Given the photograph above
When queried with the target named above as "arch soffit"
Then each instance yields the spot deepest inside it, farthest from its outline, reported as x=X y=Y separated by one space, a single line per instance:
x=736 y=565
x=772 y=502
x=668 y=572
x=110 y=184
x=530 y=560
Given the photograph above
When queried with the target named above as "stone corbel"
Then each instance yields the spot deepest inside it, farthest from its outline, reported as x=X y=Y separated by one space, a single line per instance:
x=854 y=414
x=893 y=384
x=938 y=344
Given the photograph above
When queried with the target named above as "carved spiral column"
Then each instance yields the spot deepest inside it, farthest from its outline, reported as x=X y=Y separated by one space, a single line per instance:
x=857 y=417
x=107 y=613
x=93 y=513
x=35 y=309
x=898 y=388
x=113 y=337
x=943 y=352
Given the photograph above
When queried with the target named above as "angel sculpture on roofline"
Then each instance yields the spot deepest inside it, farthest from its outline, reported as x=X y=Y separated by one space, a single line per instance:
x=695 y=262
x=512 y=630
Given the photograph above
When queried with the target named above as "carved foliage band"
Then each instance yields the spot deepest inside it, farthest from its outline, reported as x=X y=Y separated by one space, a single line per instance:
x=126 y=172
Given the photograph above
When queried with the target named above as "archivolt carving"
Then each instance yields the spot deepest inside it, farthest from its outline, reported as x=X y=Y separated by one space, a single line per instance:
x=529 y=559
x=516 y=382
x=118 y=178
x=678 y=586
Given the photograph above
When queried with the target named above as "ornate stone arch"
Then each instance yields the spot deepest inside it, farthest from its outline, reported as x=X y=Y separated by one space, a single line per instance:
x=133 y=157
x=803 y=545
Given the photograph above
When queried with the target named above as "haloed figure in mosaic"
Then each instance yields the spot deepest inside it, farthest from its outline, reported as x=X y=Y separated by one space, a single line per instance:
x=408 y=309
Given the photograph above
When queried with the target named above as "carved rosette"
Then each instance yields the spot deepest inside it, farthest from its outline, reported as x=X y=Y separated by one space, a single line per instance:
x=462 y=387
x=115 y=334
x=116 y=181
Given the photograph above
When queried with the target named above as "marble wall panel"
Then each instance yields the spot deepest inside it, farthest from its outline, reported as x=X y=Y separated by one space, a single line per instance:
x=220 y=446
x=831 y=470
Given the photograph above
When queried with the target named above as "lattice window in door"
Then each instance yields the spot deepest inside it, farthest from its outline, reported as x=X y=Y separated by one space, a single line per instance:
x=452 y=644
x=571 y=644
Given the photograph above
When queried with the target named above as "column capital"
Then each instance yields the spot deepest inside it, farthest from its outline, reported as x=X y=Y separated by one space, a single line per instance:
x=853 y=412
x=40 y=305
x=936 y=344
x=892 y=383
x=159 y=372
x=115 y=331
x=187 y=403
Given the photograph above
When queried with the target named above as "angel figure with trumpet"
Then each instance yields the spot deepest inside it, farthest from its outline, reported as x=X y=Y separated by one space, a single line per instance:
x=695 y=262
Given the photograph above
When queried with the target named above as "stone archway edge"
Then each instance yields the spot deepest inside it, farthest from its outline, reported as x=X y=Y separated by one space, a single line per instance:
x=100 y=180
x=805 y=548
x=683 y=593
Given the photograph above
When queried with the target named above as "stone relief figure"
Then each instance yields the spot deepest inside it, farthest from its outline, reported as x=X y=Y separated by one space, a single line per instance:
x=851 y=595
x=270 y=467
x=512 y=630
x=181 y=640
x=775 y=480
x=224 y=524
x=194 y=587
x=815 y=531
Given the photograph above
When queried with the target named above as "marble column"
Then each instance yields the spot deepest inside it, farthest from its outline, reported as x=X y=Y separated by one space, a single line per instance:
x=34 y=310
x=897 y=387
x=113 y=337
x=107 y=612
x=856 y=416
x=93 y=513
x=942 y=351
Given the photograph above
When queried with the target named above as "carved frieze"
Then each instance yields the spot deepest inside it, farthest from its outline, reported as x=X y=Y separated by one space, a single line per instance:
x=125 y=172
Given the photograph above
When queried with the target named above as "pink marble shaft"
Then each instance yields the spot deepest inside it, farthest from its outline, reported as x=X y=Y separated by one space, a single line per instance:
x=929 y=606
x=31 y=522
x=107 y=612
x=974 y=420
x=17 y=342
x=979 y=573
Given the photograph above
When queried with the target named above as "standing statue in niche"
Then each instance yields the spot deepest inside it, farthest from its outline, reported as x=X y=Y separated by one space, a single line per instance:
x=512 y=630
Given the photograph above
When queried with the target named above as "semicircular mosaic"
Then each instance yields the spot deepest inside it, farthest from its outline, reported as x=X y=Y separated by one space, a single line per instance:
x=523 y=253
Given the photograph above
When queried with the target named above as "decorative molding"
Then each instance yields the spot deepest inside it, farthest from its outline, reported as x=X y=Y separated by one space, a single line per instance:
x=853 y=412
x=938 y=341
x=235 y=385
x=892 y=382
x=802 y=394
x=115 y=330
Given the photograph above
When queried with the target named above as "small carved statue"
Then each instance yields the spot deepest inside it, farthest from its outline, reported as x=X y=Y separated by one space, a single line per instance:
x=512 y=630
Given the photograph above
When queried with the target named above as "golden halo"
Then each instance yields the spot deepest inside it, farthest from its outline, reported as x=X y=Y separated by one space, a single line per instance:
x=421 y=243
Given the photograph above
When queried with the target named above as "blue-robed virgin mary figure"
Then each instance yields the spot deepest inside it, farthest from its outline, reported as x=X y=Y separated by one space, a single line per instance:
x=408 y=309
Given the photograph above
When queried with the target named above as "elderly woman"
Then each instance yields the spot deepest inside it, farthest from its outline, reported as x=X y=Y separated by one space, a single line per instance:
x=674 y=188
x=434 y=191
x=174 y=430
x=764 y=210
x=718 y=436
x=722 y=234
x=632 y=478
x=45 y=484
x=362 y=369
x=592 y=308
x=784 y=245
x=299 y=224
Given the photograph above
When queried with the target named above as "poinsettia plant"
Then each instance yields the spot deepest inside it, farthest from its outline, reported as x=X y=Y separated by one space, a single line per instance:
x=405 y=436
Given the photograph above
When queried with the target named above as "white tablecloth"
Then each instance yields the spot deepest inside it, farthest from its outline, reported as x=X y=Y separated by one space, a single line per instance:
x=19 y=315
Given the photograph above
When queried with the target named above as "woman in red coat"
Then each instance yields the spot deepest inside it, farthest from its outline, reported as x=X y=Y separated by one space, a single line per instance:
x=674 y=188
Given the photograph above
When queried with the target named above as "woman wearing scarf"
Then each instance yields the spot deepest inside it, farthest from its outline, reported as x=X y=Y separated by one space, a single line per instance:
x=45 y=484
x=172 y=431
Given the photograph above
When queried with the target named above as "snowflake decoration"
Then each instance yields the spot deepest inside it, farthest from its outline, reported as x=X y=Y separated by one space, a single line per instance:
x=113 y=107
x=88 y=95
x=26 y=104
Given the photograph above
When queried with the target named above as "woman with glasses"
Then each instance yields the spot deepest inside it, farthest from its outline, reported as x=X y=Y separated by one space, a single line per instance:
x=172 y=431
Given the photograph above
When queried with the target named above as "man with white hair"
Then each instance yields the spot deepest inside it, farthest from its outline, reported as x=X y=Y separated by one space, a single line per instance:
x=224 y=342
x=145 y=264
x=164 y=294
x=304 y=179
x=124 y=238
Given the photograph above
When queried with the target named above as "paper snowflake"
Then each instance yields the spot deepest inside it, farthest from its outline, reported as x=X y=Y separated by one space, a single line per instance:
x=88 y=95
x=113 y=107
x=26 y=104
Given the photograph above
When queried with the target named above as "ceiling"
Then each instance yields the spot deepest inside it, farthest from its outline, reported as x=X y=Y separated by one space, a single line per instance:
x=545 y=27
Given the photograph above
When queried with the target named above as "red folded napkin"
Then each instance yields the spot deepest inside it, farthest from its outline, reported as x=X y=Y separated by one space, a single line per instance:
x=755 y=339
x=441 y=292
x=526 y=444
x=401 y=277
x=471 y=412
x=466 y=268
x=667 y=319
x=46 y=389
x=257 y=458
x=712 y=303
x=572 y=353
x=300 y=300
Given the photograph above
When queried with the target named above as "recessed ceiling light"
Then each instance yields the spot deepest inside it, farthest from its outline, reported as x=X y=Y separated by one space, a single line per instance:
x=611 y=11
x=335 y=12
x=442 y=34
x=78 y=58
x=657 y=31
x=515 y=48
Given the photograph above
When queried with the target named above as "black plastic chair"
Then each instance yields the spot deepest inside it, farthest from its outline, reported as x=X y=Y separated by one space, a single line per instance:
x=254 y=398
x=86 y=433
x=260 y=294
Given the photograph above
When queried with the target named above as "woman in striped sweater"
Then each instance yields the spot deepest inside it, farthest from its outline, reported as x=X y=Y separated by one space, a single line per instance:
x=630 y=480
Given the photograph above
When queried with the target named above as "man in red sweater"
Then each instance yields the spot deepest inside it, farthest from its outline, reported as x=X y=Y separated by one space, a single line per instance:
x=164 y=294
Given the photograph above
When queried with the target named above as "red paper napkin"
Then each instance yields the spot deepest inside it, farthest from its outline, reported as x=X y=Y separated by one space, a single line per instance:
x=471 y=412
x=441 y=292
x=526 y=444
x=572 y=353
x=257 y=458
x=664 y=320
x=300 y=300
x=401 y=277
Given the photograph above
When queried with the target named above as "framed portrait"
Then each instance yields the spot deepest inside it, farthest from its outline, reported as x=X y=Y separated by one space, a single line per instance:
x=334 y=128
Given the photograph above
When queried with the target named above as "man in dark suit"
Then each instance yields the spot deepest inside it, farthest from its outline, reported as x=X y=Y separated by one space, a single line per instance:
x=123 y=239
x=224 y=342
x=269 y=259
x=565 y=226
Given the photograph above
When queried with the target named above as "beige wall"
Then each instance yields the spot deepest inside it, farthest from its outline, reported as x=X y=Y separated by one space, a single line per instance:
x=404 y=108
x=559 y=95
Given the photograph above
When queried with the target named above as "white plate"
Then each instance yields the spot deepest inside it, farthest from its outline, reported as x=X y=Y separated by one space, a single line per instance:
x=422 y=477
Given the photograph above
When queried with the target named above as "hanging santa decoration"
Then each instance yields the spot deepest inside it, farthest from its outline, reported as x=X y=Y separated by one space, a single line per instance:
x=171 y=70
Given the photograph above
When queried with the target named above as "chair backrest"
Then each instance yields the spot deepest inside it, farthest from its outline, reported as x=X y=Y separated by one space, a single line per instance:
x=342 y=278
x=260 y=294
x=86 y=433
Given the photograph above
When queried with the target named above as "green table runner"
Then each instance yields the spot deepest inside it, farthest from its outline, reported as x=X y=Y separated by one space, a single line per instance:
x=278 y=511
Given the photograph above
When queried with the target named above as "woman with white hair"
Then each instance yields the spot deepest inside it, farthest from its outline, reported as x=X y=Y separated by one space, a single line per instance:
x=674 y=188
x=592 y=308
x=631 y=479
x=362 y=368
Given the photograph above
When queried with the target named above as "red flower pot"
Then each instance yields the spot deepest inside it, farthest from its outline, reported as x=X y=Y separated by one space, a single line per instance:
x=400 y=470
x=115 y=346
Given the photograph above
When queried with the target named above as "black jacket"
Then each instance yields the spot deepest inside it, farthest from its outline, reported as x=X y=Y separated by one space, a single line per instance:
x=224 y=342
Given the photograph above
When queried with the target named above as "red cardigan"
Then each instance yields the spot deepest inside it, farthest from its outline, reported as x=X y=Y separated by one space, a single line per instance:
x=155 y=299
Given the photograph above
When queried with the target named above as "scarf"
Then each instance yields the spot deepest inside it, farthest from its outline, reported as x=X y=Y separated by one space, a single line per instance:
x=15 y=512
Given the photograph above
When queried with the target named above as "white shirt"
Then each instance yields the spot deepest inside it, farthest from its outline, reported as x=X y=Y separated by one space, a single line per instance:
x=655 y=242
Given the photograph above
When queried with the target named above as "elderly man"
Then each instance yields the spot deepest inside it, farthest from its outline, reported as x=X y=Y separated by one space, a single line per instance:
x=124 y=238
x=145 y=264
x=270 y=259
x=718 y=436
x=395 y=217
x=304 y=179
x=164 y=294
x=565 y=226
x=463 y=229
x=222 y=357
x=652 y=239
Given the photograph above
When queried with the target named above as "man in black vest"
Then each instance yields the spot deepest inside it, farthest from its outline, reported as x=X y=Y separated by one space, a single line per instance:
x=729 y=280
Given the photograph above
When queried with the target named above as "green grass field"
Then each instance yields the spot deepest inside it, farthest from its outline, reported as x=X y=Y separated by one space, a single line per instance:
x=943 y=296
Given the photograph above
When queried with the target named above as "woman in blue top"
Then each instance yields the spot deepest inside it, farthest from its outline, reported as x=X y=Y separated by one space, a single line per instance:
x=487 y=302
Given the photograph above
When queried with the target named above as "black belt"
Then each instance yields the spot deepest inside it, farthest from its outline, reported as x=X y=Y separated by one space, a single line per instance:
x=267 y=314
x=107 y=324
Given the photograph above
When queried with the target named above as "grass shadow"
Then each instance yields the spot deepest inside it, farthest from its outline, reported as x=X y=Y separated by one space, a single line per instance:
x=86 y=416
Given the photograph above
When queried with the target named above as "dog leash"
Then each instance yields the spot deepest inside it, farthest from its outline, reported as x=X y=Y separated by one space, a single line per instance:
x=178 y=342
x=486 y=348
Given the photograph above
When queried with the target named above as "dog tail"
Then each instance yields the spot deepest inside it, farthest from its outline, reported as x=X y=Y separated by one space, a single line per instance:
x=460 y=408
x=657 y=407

▶ **Problem to work on**: Which lines of the records above contain the word "snowflake"? Copy each of them.

▶ **Solution to the exercise**:
When queried with the target named above as "snowflake decoration"
When queried with the target named above as "paper snowflake"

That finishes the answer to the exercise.